YOUR INSTRUCTIONS ▸
The lines to copy are those in the listing that hold the word "each".

MATERIAL PROVIDED ▸
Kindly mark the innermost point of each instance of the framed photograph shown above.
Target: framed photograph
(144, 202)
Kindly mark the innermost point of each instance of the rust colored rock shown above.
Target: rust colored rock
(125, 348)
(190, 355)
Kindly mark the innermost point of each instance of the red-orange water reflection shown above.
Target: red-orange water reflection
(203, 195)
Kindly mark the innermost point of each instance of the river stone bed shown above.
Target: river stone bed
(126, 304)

--

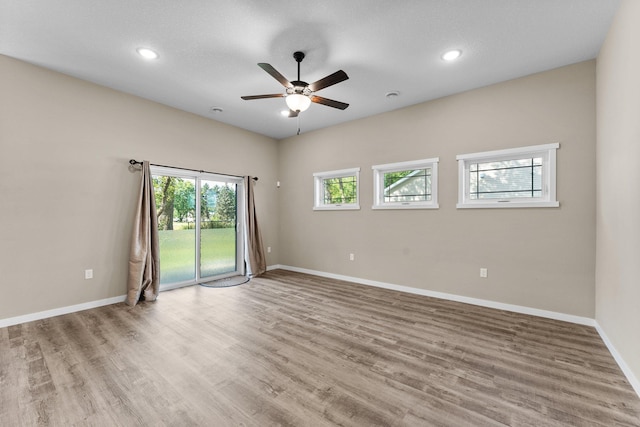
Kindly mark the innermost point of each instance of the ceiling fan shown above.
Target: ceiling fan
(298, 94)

SOLUTION ▸
Kindly mark the innermost point of each instance of the framed photograph shown above.
Kindly mark the innermost point of each instance of the rust colored rock shown above.
Kindly mark the innermost point of each instance of the red-orange water reflection shown above.
Kindly mark the innermost point of each instance of the river stone bed shown above.
Kindly mark the innermost point of each instance of the ceiling fan shown above.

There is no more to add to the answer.